**DESCRIPTION OF THE TASK:**
Please list every kind of machine learning that the post below gives its own heading to.
++++ SUPPLIED TEXT ++++
Machine learning(1) - Linear regression

read

How can the computer think by self? Normally, they can’t think like human, they will use their way to learn and think.

This post is based on the Stanford video lecture,”Machine learning”, by Andrew Ng.

What is the machine learning?

There are two definition about the machine learning.

The field of study that gives computer the ability to learn without being explicitly programmed
A computer program is said to learn from experience E with respect to some class of tasks T and performance measure P. If its performance at tasks n T as measured by P, improves with experience E.

Supervised learning

Computer can learn from a given data set that we already know our outputs are. There is a relation(model) between the input and the output.

Regression

To predict result within a continuous output.
Classification

To predict result in a discrete output.

Unsupervised learning

Computer can solve the problem with little or no idea what our results are.

Clustering

Make clusters having similar characters.

Reinforcement learning

Computer can learn from the experience. From the reward, computer can recognize and decide the best action to get the best reward in current environment.
++++ DATASET CONTENT ++++
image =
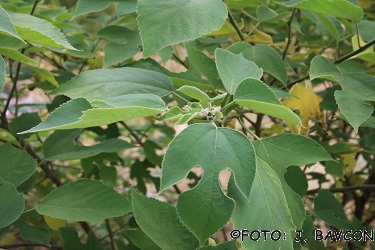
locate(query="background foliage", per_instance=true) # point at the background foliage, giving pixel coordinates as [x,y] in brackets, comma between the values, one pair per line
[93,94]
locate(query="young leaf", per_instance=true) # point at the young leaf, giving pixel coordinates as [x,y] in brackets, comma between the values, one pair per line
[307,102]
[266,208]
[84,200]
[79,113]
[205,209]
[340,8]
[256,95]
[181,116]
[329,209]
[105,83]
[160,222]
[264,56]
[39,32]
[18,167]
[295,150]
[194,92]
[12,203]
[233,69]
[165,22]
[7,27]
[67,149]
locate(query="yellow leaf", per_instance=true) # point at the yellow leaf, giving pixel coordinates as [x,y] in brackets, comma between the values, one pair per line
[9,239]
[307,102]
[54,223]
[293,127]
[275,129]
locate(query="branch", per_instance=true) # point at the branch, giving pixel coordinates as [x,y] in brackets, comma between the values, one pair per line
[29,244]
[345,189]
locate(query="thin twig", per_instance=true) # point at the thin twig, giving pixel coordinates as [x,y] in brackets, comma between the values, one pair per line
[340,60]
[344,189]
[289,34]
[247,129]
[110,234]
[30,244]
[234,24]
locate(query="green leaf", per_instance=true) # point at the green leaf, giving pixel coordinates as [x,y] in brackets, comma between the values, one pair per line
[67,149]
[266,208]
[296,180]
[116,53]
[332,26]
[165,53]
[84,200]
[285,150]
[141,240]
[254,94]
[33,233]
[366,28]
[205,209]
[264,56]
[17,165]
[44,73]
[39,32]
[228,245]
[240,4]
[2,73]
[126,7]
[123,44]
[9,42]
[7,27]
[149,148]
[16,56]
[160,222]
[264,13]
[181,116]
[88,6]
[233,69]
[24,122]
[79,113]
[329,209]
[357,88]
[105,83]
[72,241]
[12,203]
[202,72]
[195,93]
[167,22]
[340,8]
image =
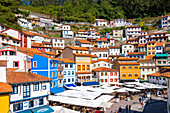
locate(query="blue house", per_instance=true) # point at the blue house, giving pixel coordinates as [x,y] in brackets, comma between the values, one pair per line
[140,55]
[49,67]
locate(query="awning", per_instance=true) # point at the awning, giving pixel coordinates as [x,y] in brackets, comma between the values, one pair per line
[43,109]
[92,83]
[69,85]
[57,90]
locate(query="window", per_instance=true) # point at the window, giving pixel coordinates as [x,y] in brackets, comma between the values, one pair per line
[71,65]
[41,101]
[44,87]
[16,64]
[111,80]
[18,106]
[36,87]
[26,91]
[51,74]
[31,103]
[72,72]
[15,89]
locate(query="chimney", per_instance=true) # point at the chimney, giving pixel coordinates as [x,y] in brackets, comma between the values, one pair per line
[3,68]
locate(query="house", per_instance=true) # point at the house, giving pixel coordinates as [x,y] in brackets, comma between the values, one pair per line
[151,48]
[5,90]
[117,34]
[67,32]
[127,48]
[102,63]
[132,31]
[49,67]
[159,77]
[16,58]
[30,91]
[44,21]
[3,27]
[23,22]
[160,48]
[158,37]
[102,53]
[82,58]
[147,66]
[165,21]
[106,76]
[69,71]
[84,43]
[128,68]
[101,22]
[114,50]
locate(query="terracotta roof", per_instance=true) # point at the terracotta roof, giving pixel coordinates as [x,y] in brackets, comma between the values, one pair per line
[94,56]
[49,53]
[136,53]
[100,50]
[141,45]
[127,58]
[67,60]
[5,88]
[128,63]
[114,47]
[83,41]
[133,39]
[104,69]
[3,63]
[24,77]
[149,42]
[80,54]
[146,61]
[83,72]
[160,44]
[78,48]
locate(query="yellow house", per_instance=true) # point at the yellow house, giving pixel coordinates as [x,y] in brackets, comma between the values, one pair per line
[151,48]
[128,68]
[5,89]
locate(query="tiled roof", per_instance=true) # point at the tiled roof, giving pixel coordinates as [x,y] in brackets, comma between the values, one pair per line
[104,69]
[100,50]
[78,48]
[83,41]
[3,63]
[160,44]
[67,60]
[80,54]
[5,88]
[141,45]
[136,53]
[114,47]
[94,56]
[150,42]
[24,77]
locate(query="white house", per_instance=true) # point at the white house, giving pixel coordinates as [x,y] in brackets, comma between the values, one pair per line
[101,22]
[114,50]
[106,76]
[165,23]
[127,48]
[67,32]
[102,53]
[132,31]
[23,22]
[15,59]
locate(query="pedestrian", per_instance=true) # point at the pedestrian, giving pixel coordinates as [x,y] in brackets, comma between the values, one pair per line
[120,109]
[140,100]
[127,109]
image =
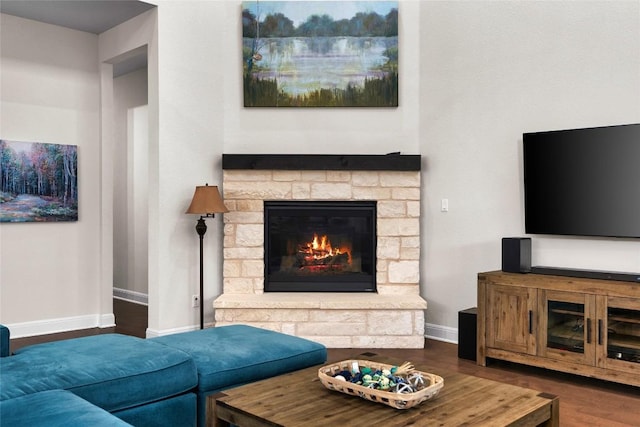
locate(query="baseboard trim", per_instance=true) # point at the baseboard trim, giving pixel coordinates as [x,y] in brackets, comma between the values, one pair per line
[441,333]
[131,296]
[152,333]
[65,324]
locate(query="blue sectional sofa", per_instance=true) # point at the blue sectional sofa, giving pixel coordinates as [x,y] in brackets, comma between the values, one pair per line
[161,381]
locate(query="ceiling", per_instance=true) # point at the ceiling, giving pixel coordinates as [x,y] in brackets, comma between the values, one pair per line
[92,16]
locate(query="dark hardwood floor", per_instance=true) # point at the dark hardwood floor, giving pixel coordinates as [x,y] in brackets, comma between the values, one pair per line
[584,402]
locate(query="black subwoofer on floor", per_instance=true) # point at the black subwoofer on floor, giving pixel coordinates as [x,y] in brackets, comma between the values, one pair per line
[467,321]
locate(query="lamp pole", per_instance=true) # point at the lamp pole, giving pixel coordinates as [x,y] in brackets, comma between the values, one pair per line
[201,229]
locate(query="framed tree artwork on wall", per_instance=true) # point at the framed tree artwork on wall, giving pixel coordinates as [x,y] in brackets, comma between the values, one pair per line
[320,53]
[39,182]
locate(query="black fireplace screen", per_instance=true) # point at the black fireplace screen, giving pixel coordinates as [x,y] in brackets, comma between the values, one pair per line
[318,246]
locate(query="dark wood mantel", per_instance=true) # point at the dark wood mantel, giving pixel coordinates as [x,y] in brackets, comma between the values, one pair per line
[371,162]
++++
++++ DATASET CONTENT ++++
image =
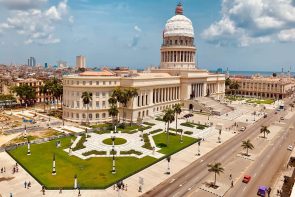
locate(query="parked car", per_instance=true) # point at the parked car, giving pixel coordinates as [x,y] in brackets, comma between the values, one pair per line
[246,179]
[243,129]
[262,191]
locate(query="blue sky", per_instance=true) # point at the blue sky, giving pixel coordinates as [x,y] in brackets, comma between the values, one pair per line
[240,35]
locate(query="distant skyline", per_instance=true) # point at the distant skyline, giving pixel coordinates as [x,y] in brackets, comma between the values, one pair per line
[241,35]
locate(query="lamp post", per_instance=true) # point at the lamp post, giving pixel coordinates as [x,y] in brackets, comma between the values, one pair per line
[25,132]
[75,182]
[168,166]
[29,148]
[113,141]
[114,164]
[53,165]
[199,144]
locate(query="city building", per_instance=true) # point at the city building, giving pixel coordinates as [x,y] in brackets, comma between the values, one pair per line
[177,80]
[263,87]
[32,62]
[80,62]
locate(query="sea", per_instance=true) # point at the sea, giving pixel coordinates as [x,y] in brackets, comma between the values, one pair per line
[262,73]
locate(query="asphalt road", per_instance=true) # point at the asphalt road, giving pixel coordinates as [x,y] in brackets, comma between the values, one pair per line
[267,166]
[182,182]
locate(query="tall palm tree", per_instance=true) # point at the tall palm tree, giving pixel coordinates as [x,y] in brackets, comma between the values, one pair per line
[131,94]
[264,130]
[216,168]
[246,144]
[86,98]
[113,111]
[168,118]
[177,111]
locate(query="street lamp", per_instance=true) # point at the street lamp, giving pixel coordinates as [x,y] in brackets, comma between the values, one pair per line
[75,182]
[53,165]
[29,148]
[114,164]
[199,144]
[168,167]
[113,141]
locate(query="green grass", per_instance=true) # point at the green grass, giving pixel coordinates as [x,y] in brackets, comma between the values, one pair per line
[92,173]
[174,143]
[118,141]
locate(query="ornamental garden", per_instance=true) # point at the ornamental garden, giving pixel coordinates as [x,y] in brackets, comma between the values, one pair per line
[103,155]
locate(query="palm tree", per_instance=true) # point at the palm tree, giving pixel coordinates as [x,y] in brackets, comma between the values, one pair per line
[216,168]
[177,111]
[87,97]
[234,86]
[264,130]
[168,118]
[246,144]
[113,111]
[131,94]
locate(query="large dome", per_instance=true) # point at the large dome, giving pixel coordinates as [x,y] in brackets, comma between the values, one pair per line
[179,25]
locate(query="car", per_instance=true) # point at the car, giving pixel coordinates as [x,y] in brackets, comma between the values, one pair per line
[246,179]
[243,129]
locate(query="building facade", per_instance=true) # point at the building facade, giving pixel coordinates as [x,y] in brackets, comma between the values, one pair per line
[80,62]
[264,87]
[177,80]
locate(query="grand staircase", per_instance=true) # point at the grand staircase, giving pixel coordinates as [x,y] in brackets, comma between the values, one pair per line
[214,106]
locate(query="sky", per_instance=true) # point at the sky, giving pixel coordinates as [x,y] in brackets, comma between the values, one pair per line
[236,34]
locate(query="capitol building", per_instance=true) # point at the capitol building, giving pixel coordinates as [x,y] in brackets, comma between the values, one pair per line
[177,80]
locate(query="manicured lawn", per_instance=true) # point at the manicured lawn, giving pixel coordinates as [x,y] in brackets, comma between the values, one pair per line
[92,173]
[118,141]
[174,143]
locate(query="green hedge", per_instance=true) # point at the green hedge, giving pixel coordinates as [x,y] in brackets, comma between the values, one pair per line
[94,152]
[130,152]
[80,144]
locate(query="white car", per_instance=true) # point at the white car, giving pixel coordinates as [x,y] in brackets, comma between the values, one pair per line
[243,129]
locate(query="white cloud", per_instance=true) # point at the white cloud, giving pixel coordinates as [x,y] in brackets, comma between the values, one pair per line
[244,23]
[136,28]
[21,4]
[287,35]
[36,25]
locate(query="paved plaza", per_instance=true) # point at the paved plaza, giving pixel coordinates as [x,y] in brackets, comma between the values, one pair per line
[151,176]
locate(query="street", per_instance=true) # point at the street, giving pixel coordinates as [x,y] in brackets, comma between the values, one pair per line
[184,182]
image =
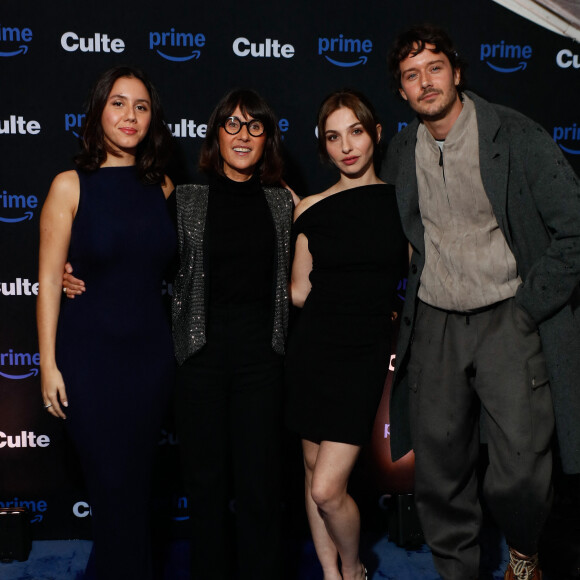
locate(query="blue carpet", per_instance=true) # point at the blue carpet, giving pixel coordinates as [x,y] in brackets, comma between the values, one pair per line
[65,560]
++++
++++ DATASET CONTENT ++++
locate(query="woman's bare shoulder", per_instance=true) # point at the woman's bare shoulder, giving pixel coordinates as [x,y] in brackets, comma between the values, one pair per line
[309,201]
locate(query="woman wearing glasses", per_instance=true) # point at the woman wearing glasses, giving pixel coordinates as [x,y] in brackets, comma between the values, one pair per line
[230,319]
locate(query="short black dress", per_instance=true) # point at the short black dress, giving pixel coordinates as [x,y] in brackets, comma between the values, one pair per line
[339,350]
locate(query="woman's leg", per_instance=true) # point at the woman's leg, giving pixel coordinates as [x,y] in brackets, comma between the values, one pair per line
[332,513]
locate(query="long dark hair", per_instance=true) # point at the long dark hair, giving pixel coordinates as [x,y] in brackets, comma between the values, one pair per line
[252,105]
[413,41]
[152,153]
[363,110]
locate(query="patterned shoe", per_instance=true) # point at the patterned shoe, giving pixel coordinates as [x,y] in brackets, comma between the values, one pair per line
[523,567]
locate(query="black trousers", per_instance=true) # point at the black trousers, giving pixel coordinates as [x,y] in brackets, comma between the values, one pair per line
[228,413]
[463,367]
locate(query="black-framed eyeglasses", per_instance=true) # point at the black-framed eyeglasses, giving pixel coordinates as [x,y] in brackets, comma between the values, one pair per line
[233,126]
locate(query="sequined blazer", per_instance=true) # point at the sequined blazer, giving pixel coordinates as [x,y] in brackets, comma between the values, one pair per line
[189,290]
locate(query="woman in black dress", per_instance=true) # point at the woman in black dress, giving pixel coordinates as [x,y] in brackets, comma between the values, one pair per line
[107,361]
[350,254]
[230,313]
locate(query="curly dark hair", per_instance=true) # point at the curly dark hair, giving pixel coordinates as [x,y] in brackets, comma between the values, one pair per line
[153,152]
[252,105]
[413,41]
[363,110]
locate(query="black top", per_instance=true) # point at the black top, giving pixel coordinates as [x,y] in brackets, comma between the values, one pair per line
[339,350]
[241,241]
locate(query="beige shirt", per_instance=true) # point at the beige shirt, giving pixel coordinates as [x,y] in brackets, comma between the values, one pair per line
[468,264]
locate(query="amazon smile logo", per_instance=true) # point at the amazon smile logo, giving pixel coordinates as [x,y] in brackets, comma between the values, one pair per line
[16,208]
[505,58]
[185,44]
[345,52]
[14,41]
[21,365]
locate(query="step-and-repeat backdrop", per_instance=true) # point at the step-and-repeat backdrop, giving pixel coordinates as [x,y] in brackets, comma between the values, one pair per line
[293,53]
++++
**REPLY TO THE EXERCISE:**
Supervised learning, unsupervised learning, reinforcement learning